— WHAT IS REQUIRED —
Once you find the line containing "box: [250, 71, 258, 199]" in the data below, copy it and each following line exactly, up to and including the line containing "129L253 72L249 198L255", and nothing else.

— DATA SUPPLIED —
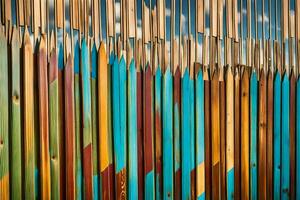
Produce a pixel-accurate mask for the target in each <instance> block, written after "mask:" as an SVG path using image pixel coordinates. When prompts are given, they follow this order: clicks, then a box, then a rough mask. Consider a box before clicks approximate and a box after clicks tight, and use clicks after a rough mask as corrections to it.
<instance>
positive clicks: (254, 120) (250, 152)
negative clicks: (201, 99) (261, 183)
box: [250, 71, 258, 199]
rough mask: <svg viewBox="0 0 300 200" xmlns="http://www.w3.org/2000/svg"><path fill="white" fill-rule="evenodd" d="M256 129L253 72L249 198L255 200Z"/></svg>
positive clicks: (255, 174) (257, 84)
mask: <svg viewBox="0 0 300 200" xmlns="http://www.w3.org/2000/svg"><path fill="white" fill-rule="evenodd" d="M257 127H258V80H257V72H256V71H253V72H252V74H251V79H250V198H252V199H255V198H256V199H257V167H258V166H257V165H258V164H257V163H258V154H257V130H258V129H257Z"/></svg>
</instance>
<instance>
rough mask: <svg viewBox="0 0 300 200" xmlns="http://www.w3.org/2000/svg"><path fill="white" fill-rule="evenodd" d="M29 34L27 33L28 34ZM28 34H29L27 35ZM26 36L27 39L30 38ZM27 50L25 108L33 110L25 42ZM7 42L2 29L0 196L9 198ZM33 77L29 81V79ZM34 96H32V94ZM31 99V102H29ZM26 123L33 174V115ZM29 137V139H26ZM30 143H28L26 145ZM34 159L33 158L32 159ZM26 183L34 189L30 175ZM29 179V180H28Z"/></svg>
mask: <svg viewBox="0 0 300 200" xmlns="http://www.w3.org/2000/svg"><path fill="white" fill-rule="evenodd" d="M26 35H27V34H26ZM27 36H28V35H27ZM27 36H26V39H28V38H27ZM25 45H26V46H25V47H27V48H26V50H24V52H23V55H31V57H28V59H29V60H27V59H26V60H25V66H26V65H30V66H28V68H29V69H28V71H26V72H25V75H27V77H25V83H26V86H28V89H27V90H25V95H24V96H25V99H26V101H25V107H24V109H25V110H31V109H32V107H33V106H32V105H30V103H29V102H30V99H28V96H29V94H31V92H33V90H32V89H33V88H32V87H30V86H33V85H31V83H32V82H30V81H32V80H33V77H32V76H33V73H32V71H31V70H32V49H31V46H30V44H28V40H27V43H25ZM7 52H8V51H7V42H6V38H5V35H4V34H3V32H2V31H0V53H1V54H0V55H1V59H0V60H1V61H0V81H1V86H0V124H1V125H0V147H1V148H0V196H1V197H3V199H9V198H10V195H9V186H10V183H9V177H10V175H9V115H8V111H9V110H8V109H9V95H8V94H9V93H8V85H9V82H8V80H9V79H8V60H7ZM14 67H16V66H14ZM29 78H31V80H30V81H29V80H28V79H29ZM31 98H32V96H31ZM28 101H29V102H28ZM27 102H28V104H26V103H27ZM31 103H32V102H31ZM25 122H27V123H24V127H25V134H26V135H25V171H26V170H27V172H32V175H33V168H31V165H30V166H29V164H33V162H30V160H29V156H30V155H32V154H31V152H34V151H33V146H31V144H32V140H31V139H32V138H31V136H32V134H33V132H32V130H33V129H32V128H33V120H32V118H31V116H28V115H27V116H26V118H25ZM26 139H27V140H26ZM26 144H28V145H26ZM31 161H33V159H32V160H31ZM26 178H27V179H26V180H25V183H31V184H30V186H28V187H26V189H28V190H31V189H32V190H33V191H34V188H33V187H32V186H33V185H34V183H33V180H29V177H28V176H26ZM26 181H27V182H26Z"/></svg>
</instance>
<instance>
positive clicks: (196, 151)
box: [195, 70, 233, 200]
mask: <svg viewBox="0 0 300 200" xmlns="http://www.w3.org/2000/svg"><path fill="white" fill-rule="evenodd" d="M195 85H196V88H195V92H196V100H195V101H196V165H197V166H196V168H197V169H198V166H199V167H200V166H203V168H204V151H205V143H204V128H205V127H204V80H203V72H202V70H199V72H198V74H197V75H196V83H195ZM200 172H201V171H200ZM203 172H204V171H203ZM197 173H199V172H198V170H197ZM197 177H198V176H197ZM199 177H202V175H200V176H199ZM203 177H204V173H203ZM200 182H203V183H204V180H198V179H197V180H196V185H197V192H196V194H197V199H198V200H200V199H205V189H204V188H199V187H198V184H199V185H200ZM229 183H231V182H229ZM232 186H233V184H232ZM203 187H204V185H203ZM198 190H200V191H198ZM202 191H203V192H202ZM201 192H202V193H201Z"/></svg>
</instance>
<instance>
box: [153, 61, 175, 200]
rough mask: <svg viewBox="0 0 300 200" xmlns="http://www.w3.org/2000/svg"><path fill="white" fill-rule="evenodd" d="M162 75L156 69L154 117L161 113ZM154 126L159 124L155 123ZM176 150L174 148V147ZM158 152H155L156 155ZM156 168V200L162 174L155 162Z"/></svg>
mask: <svg viewBox="0 0 300 200" xmlns="http://www.w3.org/2000/svg"><path fill="white" fill-rule="evenodd" d="M161 86H162V73H161V68H160V66H158V67H157V70H156V74H155V115H156V116H159V118H160V116H161V114H162V113H161V111H162V89H161ZM156 124H161V122H158V123H157V122H156ZM159 134H161V130H159V133H157V132H156V133H155V136H156V138H155V139H156V140H161V138H157V136H158V135H159ZM175 148H176V147H175ZM158 149H159V152H160V153H161V147H156V150H158ZM157 153H158V152H156V154H157ZM156 162H157V164H158V165H157V166H156V175H155V183H156V184H155V187H156V189H155V197H156V199H161V198H162V191H161V189H162V187H161V184H162V172H161V167H160V164H161V162H158V160H156ZM175 170H176V165H175Z"/></svg>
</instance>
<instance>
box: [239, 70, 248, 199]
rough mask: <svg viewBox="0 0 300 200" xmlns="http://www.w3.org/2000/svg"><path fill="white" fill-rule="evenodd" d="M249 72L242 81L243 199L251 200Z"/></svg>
mask: <svg viewBox="0 0 300 200" xmlns="http://www.w3.org/2000/svg"><path fill="white" fill-rule="evenodd" d="M249 78H250V76H249V71H248V69H247V68H244V72H243V73H242V80H241V122H242V123H241V195H242V196H241V198H242V199H249V135H250V134H249V132H250V131H249V121H250V120H249Z"/></svg>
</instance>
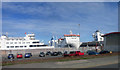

— TASK RESULT —
box: [250, 71, 258, 199]
rough mask: <svg viewBox="0 0 300 200" xmlns="http://www.w3.org/2000/svg"><path fill="white" fill-rule="evenodd" d="M256 129L253 72L249 198L255 200Z"/></svg>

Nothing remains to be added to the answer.